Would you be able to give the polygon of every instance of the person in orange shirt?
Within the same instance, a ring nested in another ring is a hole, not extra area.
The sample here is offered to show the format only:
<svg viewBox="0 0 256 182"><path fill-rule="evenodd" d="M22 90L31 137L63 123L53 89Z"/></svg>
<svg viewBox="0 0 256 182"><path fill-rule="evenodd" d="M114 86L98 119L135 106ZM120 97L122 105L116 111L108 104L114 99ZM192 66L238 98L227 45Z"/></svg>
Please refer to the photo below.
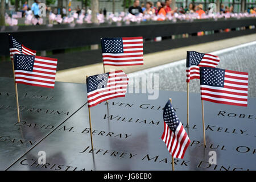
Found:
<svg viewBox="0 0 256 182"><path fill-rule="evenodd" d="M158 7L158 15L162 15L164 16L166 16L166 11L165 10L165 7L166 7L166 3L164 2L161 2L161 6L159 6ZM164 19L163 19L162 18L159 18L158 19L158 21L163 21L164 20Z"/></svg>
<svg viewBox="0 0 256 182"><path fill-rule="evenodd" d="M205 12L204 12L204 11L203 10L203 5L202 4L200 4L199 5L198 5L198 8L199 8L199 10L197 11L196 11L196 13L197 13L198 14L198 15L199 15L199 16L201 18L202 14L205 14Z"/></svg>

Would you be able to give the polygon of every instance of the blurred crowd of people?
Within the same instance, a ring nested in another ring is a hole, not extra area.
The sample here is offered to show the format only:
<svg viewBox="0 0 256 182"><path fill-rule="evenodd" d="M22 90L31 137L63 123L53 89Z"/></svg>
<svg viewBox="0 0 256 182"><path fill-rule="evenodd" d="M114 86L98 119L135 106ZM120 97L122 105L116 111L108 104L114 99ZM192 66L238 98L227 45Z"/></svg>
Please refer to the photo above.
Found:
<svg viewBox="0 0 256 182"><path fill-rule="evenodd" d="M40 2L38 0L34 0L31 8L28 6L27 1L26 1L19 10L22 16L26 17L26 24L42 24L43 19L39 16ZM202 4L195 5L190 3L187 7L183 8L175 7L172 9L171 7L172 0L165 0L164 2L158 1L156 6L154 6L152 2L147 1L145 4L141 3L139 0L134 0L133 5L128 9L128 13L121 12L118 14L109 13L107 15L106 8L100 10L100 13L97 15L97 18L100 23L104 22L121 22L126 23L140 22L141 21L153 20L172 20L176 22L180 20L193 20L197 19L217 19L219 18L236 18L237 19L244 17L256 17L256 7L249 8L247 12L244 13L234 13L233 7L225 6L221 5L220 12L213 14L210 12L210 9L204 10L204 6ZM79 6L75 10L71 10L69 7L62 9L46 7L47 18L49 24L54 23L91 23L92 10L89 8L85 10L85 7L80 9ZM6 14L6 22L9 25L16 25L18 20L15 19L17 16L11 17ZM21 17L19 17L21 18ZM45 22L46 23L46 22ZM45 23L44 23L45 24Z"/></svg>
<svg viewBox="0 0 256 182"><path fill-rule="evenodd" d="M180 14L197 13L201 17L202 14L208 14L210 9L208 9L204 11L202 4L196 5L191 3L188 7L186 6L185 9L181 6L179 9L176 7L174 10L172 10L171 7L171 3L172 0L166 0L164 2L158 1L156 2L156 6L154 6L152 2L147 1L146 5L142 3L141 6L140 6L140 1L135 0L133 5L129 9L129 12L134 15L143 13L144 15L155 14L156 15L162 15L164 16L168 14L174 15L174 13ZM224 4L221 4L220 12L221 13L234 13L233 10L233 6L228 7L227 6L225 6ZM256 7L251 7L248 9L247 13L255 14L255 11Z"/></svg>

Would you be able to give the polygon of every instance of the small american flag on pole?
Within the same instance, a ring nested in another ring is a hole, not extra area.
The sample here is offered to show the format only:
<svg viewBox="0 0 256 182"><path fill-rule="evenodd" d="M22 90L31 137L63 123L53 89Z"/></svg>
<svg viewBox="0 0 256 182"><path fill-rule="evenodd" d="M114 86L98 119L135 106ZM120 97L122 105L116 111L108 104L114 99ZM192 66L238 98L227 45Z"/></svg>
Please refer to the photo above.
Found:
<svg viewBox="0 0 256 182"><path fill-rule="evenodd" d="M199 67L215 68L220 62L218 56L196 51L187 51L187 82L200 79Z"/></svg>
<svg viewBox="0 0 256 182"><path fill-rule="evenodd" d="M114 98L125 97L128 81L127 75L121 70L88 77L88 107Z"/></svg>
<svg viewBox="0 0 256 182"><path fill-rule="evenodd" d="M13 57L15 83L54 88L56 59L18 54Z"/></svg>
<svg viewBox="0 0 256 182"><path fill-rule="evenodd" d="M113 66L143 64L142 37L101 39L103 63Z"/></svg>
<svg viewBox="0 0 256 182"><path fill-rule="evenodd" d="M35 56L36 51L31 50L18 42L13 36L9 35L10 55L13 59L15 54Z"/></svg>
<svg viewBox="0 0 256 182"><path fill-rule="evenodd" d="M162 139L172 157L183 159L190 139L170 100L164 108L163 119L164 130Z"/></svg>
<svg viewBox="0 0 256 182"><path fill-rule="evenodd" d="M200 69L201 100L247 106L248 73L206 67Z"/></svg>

____

= EXERCISE BRIEF =
Arrange everything from the line containing "flag on pole?" down to the line containing "66L143 64L142 37L101", both included, as a two-column CSV with the headers input and output. Give one row per entry, with its text in one quoted field and its answer in the other, and line breaks replaced by spaces.

= RESPONSE TO THE EXERCISE =
input,output
"Would you be able to give the polygon of every instance of the small american flag on pole? Within the same instance, a ring nested in another ring is a hole, not extra area. The sample here is offered to show the format only: <svg viewBox=""0 0 256 182""><path fill-rule=""evenodd"" d=""M22 90L31 137L63 123L53 89Z""/></svg> <svg viewBox=""0 0 256 182""><path fill-rule=""evenodd"" d=""M114 86L98 119L135 106ZM120 97L122 105L116 111L108 104L114 99ZM192 66L238 98L227 45Z""/></svg> Please refer to the photo above. Found:","<svg viewBox=""0 0 256 182""><path fill-rule=""evenodd"" d=""M199 67L215 68L220 62L218 56L196 51L187 51L187 82L200 79Z""/></svg> <svg viewBox=""0 0 256 182""><path fill-rule=""evenodd"" d=""M114 98L125 97L128 81L127 75L121 70L88 77L88 107Z""/></svg> <svg viewBox=""0 0 256 182""><path fill-rule=""evenodd"" d=""M13 57L15 83L54 88L56 59L18 54Z""/></svg> <svg viewBox=""0 0 256 182""><path fill-rule=""evenodd"" d=""M113 66L143 64L142 37L101 39L103 63Z""/></svg>"